[manbear]

I'd like to check with the folks of Sound Science to make sure I'm understanding these concepts correctly. Let's imagine we have two of the same planar magnetic headphones (how about an HE-400 with a flat impedance of 35 ohms), hooked up to two different amps. Amp #1 is a SS speaker amp with 300 ohm series resistors on the outputs. It has an output impedance of ~300 ohms and a max power of ~120 mw into a 35 ohm load. Amp #2 is a SS headphone amp with <1 ohm output impedance and a max power of 1.2 W into the same load.

These numbers are just for example though -- the whole point is that I don't think they make any difference if neither amp is clipping. I am aware that some measurements have put the impedance of the HE-400 at 50 ohms, not 35, but that shouldn't affect any of the following. 

Suppose we play white noise through the amps and adjust the volume knobs until volume is equal through both headphones and neither amp is clipping (say 80db).  Let's take some measurements across the drivers of the headphones. 

By my logic:

1) Since volume is equal, the voltage through both headphones must be equal. 
2) Since both headphones have the same impedance at all frequencies, and that impedance is constant across all frequencies (being planar headphones), Ohm's law tells us that the current through the headphones is the same. 
3) Take the same voltage, the same current, and the same impedance, and use Ohm's law again to conclude that power through both headphones is the same. 
4) Since the impedance of the headphones is constant with respect to frequency, damping factor does not affect the sound and amp #1 is not "boomier" or whatever than amp #2. 

Corollary:

If an iPod doesn't clip at a given volume, then it is putting the exact same power, voltage, and current through the HE-400 as, say, a Cavalli Liquid Gold or Headamp GS-X at the same volume.
::::
To do —
1 > According to the headphone amplifier post, why does damping factor not make amp #1 sound "boomier" than amp #2? Answer in one to three sentences.
2 > In the headphone amplifier post, what maximum power does Amp #2 deliver into a 35 ohm load?
3 > From the headphone amplifier post, return the stretch from "Suppose we play" through "both headphones is the same." word for word.
The material that follows comes from a different source than the headphone amplifier post.

Stored data —
::::
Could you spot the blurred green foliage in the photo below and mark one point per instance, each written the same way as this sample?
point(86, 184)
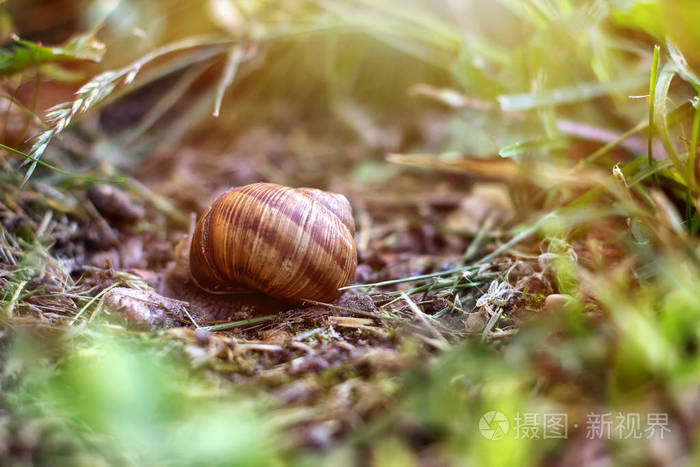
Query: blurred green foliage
point(118, 400)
::::
Answers in order —
1 > The impedance of the headphones is constant with respect to frequency. Because of this, damping factor does not affect the sound.

2 > It delivers 1.2 W.

3 >
Suppose we play white noise through the amps and adjust the volume knobs until volume is equal through both headphones and neither amp is clipping (say 80db).  Let's take some measurements across the drivers of the headphones. 

By my logic:

1) Since volume is equal, the voltage through both headphones must be equal. 
2) Since both headphones have the same impedance at all frequencies, and that impedance is constant across all frequencies (being planar headphones), Ohm's law tells us that the current through the headphones is the same. 
3) Take the same voltage, the same current, and the same impedance, and use Ohm's law again to conclude that power through both headphones is the same.